Exercise objective:
Return every line of the listing below that contains the word "sail", copying each such line in full.

===============

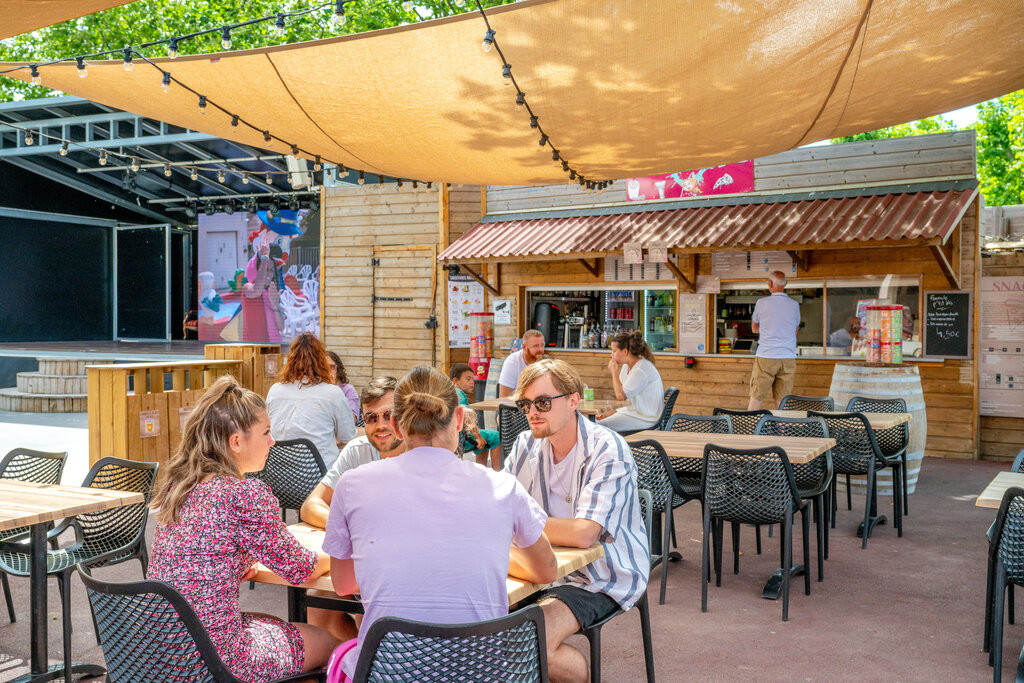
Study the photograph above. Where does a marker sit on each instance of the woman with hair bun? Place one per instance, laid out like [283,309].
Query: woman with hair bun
[637,381]
[426,536]
[213,524]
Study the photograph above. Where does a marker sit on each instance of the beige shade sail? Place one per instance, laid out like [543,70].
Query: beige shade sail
[24,15]
[622,87]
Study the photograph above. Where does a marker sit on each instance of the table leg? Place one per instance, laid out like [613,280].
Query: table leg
[41,671]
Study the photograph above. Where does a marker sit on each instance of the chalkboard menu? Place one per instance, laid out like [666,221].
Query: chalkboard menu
[947,325]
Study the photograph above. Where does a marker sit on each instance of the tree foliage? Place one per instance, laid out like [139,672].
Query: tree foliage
[145,20]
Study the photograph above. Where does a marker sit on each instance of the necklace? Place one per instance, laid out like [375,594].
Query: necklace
[557,478]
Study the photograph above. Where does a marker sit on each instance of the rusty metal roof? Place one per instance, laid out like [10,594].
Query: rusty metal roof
[918,216]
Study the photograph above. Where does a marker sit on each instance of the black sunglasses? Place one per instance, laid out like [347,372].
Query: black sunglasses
[543,403]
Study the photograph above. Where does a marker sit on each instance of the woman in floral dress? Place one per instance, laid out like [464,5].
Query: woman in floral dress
[213,524]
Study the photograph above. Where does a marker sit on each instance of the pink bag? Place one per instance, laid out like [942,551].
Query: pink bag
[334,672]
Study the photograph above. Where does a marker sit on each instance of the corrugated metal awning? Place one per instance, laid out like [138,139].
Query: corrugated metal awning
[923,217]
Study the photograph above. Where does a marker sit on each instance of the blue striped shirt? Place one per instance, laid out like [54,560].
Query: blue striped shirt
[604,491]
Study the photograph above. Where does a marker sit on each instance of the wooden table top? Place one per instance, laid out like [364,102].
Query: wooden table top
[23,504]
[569,559]
[585,407]
[690,444]
[992,496]
[877,420]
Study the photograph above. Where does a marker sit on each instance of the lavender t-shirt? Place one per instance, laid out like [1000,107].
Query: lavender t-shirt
[429,535]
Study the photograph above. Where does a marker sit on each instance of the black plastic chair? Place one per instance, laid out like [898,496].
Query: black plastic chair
[37,467]
[857,453]
[1006,567]
[751,486]
[743,422]
[508,648]
[148,632]
[293,469]
[794,402]
[893,441]
[813,478]
[103,538]
[511,423]
[655,476]
[671,394]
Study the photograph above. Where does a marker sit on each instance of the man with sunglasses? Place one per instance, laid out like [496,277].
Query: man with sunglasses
[377,400]
[585,478]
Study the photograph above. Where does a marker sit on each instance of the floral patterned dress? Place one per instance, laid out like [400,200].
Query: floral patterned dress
[224,526]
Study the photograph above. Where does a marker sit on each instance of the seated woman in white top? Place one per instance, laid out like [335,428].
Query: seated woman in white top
[307,403]
[637,381]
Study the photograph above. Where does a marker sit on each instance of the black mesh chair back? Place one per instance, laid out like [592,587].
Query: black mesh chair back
[34,466]
[748,486]
[148,632]
[855,443]
[794,402]
[669,404]
[894,440]
[743,422]
[511,423]
[118,527]
[293,469]
[508,648]
[816,474]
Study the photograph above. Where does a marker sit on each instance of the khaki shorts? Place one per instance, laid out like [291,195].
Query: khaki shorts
[772,378]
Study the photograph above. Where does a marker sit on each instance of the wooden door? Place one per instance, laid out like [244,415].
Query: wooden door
[403,300]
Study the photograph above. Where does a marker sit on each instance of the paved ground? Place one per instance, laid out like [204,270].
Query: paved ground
[908,609]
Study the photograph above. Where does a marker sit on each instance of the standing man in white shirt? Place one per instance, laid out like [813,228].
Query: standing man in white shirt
[532,350]
[775,319]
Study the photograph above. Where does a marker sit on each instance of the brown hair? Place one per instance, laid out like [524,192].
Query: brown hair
[225,409]
[377,389]
[424,401]
[634,343]
[340,368]
[458,369]
[565,378]
[306,361]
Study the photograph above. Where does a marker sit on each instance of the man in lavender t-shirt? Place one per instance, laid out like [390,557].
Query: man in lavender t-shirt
[429,537]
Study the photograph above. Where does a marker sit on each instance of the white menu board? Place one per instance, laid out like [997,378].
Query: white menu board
[751,263]
[692,323]
[465,296]
[1001,347]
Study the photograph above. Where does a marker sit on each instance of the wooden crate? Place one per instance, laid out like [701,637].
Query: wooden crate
[116,420]
[260,363]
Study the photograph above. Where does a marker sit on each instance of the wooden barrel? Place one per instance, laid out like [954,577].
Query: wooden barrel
[854,379]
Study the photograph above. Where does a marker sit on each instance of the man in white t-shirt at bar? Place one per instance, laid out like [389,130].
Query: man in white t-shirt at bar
[775,319]
[532,350]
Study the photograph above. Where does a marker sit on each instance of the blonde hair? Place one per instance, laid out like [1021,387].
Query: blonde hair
[225,409]
[565,378]
[424,401]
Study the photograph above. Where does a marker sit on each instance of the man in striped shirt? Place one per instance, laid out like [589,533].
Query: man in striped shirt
[584,476]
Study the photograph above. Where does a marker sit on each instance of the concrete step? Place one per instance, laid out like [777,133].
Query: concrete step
[12,399]
[51,384]
[71,366]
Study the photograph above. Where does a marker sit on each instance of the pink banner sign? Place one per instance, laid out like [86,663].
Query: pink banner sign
[725,179]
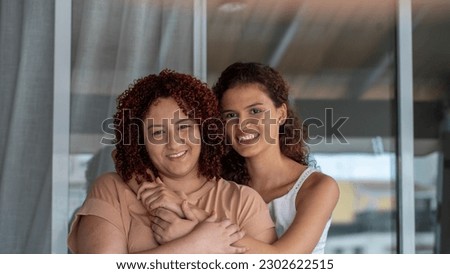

===============

Result:
Study the photograph above. Where does a marker sit on each instance of the beige shade sail? Place one per instance, laid out like [543,70].
Query: beige shade sail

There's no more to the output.